## Set task
Find every line in the entries that contains the string "border", treating uppercase and lowercase as different, and copy each of those lines.

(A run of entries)

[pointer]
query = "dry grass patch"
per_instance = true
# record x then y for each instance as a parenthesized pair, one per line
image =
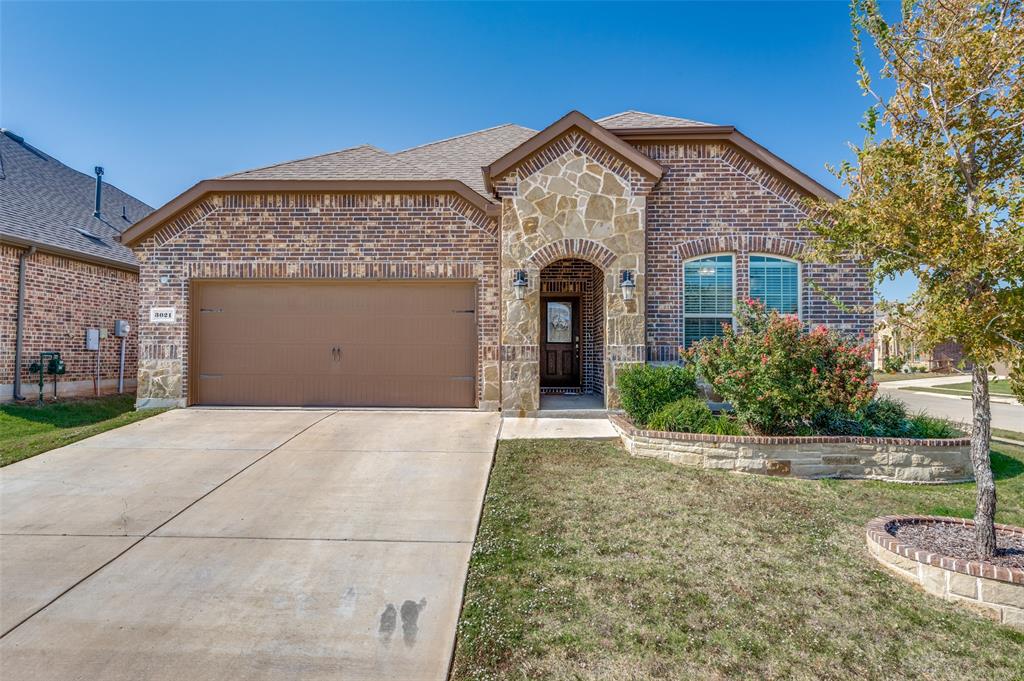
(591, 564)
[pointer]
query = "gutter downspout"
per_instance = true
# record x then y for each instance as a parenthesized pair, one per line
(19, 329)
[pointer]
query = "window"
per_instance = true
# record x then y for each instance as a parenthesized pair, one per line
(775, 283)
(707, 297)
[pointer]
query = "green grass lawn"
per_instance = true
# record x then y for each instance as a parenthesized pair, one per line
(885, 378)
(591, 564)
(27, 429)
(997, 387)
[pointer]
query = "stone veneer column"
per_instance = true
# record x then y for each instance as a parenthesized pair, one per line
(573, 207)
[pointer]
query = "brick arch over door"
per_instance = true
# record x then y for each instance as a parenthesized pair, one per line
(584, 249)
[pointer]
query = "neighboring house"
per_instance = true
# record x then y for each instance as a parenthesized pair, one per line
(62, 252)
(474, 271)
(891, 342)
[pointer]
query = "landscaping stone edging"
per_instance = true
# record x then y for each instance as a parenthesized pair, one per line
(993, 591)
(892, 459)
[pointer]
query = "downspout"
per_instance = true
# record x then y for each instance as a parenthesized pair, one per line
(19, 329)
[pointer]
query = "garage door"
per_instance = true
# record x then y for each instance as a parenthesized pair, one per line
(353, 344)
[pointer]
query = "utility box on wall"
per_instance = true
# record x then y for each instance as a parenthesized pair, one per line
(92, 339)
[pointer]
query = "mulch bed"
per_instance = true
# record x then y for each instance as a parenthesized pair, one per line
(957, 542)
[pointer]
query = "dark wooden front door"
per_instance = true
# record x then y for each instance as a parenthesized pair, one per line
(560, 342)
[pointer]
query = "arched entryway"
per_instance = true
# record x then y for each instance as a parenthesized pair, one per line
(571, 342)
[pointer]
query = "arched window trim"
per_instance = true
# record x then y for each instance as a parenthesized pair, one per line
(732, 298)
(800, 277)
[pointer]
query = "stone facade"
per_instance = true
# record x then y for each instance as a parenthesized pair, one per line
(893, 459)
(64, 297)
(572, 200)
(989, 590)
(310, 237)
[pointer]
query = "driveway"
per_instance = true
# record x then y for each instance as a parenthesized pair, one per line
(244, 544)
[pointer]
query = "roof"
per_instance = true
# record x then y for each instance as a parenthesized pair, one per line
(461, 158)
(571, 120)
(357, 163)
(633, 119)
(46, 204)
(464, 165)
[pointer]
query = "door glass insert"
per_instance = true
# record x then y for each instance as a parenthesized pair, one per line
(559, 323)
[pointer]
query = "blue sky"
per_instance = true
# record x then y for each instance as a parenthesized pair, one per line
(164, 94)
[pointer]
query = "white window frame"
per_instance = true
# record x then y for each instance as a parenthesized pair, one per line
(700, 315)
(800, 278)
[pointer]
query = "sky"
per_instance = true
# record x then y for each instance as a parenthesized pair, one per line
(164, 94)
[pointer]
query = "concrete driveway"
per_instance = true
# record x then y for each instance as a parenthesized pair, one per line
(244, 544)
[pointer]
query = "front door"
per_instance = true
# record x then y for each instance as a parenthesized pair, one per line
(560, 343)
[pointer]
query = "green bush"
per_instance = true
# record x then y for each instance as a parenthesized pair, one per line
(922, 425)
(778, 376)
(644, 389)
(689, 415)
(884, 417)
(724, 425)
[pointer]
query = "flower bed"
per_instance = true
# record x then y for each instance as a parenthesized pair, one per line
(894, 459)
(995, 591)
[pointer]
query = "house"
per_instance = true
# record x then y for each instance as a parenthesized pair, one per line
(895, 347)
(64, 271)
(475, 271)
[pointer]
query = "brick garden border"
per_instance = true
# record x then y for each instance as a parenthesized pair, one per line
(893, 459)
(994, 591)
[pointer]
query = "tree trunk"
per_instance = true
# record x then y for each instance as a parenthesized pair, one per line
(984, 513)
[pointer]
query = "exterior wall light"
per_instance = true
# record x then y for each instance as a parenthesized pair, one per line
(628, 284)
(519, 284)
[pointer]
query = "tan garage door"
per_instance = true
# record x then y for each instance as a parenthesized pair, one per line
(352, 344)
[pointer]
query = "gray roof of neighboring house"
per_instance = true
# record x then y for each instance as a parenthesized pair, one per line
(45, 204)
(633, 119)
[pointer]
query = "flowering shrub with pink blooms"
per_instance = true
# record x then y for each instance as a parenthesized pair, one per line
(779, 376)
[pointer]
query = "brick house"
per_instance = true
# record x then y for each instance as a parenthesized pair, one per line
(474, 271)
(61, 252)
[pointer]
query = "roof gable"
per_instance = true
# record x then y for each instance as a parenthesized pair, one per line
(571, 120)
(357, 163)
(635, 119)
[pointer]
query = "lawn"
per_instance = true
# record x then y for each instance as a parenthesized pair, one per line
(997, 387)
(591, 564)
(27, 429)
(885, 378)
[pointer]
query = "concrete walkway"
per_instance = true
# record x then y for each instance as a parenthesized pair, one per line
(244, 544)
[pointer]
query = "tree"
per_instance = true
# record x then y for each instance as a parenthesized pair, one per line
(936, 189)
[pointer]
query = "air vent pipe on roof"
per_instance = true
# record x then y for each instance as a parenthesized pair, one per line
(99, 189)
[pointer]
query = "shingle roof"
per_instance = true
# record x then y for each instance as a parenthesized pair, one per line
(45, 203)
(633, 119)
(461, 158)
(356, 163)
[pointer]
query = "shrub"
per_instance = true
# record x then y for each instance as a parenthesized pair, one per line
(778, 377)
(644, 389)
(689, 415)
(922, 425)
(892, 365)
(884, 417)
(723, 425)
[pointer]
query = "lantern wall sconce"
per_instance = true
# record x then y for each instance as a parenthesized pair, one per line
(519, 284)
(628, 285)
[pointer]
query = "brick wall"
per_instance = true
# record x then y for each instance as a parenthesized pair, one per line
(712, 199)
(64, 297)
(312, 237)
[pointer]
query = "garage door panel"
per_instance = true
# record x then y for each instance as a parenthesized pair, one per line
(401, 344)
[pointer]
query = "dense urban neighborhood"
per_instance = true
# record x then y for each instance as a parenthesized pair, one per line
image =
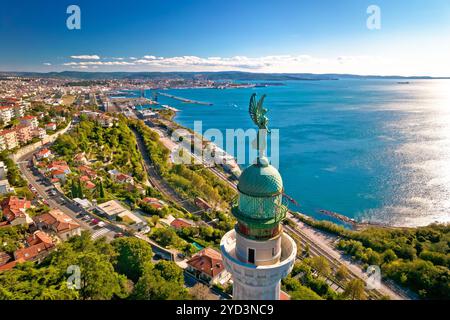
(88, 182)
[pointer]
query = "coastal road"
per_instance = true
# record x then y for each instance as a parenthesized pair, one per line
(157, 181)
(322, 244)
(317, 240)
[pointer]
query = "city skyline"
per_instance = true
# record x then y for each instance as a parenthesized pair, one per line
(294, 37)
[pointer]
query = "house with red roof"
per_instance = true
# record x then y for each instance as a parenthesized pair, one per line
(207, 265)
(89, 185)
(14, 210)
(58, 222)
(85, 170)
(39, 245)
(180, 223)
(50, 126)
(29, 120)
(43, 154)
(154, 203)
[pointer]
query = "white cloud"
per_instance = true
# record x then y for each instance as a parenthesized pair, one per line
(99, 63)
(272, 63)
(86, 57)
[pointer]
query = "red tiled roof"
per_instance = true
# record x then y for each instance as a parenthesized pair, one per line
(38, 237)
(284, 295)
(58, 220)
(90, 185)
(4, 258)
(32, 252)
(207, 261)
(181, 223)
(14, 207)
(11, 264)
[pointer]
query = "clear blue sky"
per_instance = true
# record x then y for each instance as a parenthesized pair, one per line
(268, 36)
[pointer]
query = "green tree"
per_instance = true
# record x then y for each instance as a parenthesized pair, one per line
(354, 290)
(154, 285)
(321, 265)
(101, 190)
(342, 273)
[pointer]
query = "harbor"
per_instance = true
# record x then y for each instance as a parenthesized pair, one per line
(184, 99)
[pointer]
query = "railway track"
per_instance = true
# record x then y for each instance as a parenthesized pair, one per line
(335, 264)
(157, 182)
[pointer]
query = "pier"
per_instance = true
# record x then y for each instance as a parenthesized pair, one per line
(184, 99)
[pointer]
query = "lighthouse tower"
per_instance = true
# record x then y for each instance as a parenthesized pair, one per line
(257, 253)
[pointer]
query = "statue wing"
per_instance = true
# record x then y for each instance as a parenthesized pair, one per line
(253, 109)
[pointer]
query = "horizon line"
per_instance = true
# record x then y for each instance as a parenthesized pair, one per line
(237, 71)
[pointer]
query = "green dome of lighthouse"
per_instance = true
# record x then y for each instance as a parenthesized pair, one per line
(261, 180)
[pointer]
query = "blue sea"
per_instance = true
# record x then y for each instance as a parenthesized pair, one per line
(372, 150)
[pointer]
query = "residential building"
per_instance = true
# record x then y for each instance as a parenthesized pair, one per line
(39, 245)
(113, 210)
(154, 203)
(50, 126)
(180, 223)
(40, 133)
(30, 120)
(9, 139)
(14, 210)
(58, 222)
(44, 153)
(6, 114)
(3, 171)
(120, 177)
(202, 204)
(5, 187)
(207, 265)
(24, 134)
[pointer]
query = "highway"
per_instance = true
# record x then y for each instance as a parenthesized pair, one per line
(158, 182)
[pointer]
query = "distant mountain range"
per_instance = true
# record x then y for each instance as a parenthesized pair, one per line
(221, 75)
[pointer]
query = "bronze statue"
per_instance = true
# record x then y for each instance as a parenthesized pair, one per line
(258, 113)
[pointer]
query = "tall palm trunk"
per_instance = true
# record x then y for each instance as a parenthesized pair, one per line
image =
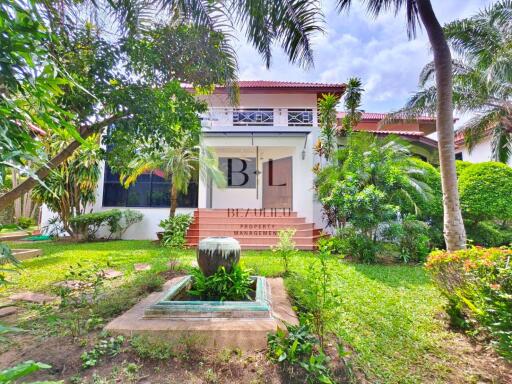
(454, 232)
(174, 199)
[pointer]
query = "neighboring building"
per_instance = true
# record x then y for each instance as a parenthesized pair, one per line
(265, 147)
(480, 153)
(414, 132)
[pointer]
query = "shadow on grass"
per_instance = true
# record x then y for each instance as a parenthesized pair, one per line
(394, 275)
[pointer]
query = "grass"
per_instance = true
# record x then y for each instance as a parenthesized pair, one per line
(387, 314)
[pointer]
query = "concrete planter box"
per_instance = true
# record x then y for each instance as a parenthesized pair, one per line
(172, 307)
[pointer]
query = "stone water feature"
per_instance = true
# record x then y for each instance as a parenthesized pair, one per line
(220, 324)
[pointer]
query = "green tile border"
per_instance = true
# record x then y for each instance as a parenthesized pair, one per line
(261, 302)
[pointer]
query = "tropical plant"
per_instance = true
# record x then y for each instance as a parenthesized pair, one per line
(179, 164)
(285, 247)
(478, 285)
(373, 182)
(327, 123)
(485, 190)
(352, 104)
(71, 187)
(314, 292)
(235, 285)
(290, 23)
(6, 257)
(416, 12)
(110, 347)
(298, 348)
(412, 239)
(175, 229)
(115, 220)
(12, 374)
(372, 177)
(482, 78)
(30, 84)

## Final result
query = "brick garden border"
query = "green tile border"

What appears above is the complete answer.